■ **INSTRUCTIONS TO FOLLOW**
Show every line of the data that contains the string "white", with case taken into account.

■ **WORKING DATA**
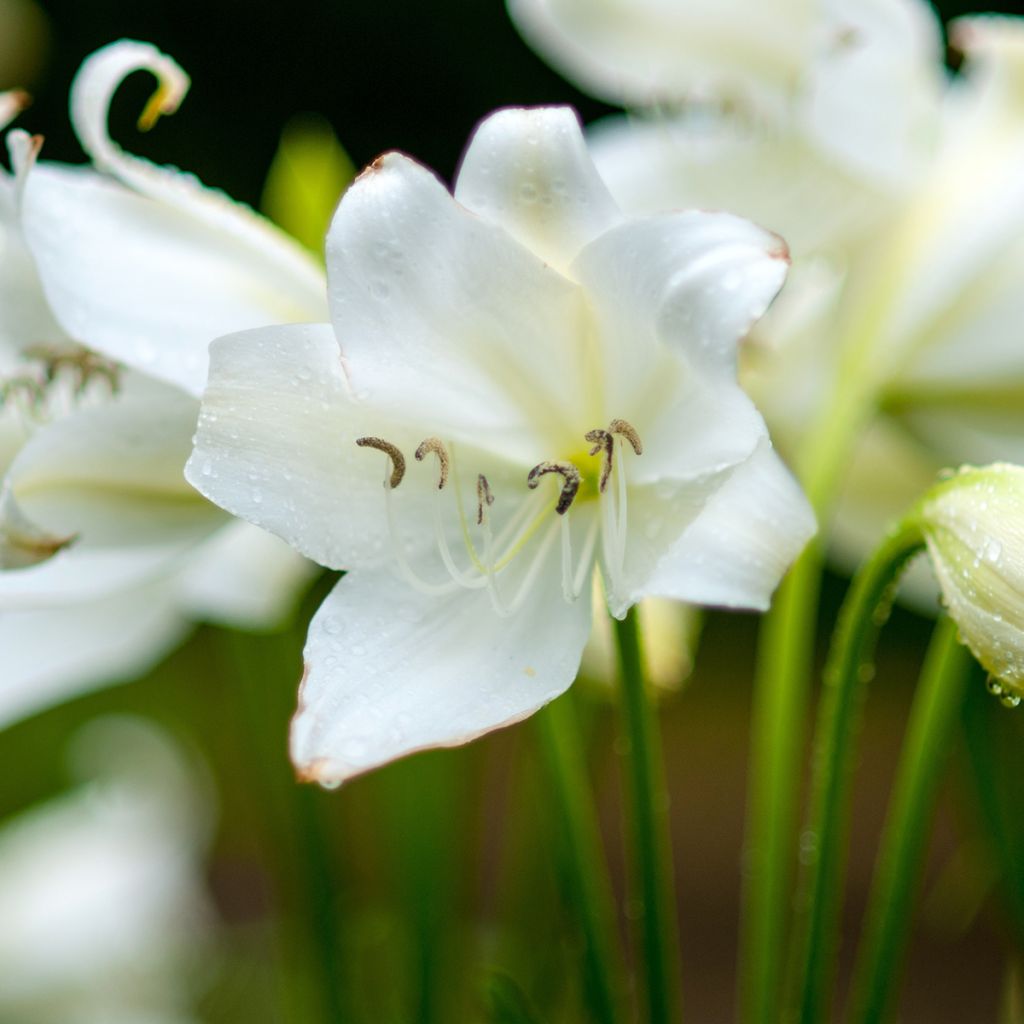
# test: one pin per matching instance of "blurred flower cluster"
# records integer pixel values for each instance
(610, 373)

--

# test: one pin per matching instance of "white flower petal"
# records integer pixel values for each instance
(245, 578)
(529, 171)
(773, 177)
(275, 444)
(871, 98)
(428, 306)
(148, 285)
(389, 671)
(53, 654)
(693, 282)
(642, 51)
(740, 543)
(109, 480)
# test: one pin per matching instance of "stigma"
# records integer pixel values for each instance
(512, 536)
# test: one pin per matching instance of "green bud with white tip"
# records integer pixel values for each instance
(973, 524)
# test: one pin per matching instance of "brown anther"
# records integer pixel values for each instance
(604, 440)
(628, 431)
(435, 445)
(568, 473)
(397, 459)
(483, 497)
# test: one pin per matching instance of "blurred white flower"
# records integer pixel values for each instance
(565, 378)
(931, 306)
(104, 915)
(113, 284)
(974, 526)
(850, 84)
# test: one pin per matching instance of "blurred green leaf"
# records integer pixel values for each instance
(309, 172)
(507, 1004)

* * *

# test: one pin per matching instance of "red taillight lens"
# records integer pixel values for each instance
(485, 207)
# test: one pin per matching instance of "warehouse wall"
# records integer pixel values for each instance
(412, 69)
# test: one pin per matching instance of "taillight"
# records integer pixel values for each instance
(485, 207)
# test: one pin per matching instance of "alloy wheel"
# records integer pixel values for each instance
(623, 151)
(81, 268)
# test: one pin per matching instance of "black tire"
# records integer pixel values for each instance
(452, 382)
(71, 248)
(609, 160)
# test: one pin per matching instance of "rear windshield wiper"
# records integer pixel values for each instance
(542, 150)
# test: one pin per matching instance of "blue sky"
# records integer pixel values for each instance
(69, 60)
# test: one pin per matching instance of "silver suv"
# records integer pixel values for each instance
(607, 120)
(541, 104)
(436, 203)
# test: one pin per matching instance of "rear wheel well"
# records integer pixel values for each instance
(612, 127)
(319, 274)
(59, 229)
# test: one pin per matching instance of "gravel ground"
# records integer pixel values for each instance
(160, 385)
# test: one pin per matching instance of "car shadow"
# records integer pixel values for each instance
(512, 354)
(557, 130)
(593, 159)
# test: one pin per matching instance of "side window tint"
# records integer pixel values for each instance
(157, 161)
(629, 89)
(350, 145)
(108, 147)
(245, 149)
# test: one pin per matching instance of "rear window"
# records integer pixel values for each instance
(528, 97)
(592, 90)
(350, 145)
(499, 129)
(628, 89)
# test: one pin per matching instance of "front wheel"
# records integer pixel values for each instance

■ **EXERCISE SOLUTION**
# test: one pin per matching instance of "white flower petal"
# test: one pin per matching instance of "green bud with white tip"
# test: one pin per matching instance of "blurred white flower"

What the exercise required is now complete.